___ Supplied data ___

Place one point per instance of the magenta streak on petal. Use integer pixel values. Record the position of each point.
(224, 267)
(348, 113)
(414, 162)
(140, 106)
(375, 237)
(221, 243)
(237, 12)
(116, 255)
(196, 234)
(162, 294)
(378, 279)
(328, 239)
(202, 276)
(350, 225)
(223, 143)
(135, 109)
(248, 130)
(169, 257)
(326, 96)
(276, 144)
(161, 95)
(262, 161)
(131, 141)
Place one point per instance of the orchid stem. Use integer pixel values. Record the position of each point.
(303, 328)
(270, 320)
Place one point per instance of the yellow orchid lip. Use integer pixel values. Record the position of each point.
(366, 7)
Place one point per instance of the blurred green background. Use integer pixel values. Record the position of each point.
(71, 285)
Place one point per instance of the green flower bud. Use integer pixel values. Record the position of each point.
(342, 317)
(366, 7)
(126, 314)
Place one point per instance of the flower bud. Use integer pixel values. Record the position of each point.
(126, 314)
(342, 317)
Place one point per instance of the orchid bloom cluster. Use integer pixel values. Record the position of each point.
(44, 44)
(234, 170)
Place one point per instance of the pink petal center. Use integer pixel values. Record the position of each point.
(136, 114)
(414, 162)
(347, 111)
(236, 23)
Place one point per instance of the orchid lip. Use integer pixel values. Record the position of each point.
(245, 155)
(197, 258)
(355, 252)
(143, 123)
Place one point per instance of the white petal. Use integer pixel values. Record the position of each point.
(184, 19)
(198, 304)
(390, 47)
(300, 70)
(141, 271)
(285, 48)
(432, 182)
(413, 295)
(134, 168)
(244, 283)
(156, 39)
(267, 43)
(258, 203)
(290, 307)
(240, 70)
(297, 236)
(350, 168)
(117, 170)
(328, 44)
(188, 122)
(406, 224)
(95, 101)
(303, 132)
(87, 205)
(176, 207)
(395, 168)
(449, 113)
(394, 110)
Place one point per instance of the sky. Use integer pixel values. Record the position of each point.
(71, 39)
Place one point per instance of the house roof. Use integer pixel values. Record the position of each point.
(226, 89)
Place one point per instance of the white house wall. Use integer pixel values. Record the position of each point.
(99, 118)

___

Your task - Would you transcribe exactly the lines from the one containing "Place one point per instance of the white house" to the end of the material, and leave out the rest?

Result below -
Place one point per instance of the white house wall. Use integer pixel values. Record the position of each point.
(99, 118)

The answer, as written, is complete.